Task directions: Copy out every line in the listing below that contains the word "building". Case matters.
>> START Dataset extract
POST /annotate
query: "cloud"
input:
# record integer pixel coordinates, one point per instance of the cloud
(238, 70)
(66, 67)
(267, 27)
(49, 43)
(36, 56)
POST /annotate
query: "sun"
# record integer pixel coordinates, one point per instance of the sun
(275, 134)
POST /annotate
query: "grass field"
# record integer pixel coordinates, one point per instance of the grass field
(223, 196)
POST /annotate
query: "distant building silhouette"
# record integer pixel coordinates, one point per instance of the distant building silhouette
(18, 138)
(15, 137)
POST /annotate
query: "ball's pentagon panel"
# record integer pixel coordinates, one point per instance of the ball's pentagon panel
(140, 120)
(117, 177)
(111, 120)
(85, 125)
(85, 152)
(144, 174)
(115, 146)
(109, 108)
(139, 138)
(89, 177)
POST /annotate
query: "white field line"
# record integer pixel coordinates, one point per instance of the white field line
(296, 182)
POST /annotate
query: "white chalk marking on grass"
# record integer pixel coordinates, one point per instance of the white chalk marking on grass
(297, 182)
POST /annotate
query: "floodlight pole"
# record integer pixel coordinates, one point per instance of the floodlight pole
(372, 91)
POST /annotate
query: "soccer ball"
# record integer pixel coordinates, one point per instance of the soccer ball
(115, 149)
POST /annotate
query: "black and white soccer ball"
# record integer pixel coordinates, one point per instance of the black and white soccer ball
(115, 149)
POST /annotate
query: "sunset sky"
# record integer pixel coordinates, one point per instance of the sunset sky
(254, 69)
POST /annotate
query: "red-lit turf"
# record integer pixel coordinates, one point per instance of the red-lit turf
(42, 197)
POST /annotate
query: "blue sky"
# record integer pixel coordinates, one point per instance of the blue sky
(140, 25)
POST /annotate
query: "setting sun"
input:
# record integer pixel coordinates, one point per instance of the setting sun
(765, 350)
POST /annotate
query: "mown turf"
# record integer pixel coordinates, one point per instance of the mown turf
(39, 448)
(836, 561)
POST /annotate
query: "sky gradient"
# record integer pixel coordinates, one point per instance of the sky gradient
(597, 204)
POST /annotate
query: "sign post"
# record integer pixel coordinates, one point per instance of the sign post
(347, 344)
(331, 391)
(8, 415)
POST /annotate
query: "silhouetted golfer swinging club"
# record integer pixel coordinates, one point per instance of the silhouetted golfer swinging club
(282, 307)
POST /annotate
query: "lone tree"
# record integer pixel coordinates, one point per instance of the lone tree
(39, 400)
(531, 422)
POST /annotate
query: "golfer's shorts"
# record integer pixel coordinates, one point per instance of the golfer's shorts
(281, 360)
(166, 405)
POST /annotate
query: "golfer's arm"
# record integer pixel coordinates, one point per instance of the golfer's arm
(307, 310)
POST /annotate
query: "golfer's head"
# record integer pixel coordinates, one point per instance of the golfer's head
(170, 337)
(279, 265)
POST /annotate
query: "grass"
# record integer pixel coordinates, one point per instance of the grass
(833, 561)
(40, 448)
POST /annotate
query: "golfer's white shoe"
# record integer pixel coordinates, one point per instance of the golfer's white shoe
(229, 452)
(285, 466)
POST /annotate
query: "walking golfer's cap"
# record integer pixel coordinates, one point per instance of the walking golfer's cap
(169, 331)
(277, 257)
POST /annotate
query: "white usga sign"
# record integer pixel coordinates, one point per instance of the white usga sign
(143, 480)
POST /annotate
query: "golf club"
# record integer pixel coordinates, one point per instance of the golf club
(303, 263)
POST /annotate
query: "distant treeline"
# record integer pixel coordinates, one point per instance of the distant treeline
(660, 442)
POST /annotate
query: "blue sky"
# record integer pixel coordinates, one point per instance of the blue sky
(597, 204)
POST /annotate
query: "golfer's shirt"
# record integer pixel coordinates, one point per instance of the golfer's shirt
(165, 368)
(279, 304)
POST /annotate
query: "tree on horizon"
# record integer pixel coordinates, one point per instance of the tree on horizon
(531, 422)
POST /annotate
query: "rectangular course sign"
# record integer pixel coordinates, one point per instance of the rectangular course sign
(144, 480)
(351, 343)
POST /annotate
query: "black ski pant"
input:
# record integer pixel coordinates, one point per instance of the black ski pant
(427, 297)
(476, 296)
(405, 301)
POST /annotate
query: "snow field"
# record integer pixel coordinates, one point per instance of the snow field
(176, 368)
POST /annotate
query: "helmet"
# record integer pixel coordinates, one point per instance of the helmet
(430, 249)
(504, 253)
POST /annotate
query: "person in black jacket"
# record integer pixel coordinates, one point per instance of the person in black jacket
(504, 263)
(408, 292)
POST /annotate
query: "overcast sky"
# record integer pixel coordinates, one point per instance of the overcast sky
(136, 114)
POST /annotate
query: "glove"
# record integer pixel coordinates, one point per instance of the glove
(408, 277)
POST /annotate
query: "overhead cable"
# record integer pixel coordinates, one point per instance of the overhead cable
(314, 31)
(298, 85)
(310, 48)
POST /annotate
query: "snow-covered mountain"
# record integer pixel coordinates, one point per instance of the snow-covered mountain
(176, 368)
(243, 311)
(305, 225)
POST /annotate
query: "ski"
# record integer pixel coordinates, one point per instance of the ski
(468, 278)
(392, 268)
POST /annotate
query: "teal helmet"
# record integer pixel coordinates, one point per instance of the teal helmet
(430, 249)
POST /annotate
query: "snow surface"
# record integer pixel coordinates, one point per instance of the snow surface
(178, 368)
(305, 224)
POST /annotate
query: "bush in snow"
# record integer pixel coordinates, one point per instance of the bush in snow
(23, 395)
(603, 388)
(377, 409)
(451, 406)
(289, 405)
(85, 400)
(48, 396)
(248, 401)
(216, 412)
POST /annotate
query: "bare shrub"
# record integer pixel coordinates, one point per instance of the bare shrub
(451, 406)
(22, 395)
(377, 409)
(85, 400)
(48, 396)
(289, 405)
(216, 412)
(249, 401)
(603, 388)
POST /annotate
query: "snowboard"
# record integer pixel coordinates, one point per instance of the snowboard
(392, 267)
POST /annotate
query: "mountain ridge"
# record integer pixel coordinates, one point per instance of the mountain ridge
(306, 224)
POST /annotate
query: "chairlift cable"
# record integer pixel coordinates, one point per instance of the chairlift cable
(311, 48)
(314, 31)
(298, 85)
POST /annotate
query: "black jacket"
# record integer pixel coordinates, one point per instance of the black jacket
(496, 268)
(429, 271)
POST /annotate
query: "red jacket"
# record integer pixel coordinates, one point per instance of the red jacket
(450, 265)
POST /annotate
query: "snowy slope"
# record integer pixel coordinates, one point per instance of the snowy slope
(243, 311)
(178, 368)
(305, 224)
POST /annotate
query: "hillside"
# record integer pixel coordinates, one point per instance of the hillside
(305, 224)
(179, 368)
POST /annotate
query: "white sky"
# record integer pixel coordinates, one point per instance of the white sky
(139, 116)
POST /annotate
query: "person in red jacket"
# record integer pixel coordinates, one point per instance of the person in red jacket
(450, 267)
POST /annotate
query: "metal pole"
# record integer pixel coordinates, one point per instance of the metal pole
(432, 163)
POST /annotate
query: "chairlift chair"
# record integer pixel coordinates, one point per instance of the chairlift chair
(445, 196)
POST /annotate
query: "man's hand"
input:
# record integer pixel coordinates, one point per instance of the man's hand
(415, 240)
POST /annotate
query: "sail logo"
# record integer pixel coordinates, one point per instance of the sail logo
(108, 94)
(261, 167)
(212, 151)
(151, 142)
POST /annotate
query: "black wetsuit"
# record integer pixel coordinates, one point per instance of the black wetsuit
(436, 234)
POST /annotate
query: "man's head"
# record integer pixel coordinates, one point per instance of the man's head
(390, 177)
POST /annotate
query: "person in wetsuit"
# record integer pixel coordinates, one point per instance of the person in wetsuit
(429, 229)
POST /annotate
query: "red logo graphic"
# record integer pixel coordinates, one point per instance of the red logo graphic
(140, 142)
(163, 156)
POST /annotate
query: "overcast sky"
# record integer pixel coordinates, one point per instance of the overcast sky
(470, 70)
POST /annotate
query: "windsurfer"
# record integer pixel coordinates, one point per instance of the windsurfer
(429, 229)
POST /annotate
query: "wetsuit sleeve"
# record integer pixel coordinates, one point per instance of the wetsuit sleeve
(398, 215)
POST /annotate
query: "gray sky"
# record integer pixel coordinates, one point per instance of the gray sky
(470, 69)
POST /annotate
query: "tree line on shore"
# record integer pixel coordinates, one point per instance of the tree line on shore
>> END Dataset extract
Response to this exercise:
query: "distant building silhouette"
# record integer pixel coordinates, one point per instance of the distant building silhouette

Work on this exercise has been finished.